### Texte source
Le Parlement thaïlandais a adopté en première lecture un projet de loi visant à interdire le recours à une mère porteuse, pratique commerciale qui s'est développée dans le royaume et qui est à l'origine de plusieurs scandales ces derniers mois.

Le texte, qui prévoit notamment de punir de 10 ans de prison toute personne qui tirerait des bénéfices de la gestation pour autrui, a été adopté jeudi «quasiment à l'unanimité», a indiqué vendredi à l'AFP le député Wallop Tungkananurak.

Une sanction qui toutefois ne concerne pas les potentielles mères porteuses. Une deuxième lecture est prévue pour mi-janvier.

«Nous voulons mettre un terme à cette idée qu'ont les étrangers que la Thaïlande est une usine à bébés», a-t-il ajouté alors que plusieurs scandales qui ont connu un retentissement médiatique mondial ont éclaté ces derniers mois dans le royaume autour de cette pratique, qui s'est développée grâce à un flou juridique.

### Consignes
1: D'après l'article sur la gestation pour autrui en Thaïlande, pour quand la deuxième lecture du projet de loi est-elle prévue ?
2: Rédigez la suite de l'article sur la gestation pour autrui en Thaïlande, en reprenant après sa dernière phrase.

### Données fournies
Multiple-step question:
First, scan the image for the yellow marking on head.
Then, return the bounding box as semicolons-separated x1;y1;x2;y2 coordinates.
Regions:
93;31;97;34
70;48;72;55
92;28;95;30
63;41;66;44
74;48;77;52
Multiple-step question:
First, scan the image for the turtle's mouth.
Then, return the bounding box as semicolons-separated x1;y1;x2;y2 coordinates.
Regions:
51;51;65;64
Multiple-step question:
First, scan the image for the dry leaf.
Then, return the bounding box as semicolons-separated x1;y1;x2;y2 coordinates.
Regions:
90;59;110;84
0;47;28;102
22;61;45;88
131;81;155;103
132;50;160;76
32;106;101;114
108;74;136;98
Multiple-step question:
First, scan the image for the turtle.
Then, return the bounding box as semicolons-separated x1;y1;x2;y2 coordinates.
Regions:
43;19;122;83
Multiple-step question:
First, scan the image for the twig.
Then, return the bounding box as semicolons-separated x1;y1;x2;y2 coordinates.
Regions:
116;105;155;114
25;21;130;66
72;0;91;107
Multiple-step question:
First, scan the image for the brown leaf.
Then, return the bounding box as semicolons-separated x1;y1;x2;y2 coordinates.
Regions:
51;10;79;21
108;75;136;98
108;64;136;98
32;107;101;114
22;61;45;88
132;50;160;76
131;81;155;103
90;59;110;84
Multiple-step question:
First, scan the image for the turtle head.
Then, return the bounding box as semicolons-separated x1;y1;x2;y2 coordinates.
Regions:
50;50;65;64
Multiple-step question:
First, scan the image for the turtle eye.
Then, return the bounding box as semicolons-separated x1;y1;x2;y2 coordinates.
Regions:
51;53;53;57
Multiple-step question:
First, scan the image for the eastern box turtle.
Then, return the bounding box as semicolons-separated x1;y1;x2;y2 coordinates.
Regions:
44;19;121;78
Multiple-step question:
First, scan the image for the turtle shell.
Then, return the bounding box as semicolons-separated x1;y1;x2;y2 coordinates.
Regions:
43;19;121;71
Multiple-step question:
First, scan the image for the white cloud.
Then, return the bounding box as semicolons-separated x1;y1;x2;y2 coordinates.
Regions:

### Réponses
1: Pour la mi-janvier.

2:
En août, un couple australien avait choqué la planète en abandonnant un petit garçon trisomique, nommé Gammy, en Thaïlande à sa mère âgée de 21 ans, et en emmenant sa soeur jumelle, Pipah, en bonne santé.

Quelques semaines plus tard, le royaume découvrait le scandale de «l'usine à bébés» : un riche Japonais avait eu recours à des mères porteuses en série.

Face à ces affaires, la junte militaire au pouvoir avait promis de faire le ménage dans ce secteur.

Vendredi, juste après le vote en première lecture du projet de loi, Pattaramon Chunbua ou Goy, la mère du bébé trisomique à l'origine du scandale de cet été, s'est dit «heureuse». «Cette loi empêchera qu'il y ait beaucoup d'autres bébés qui connaissent le même sort que Gammy», explique par téléphone à l'AFP, la jeune femme qui élève aujourd'hui le garçon dans l'est du pays.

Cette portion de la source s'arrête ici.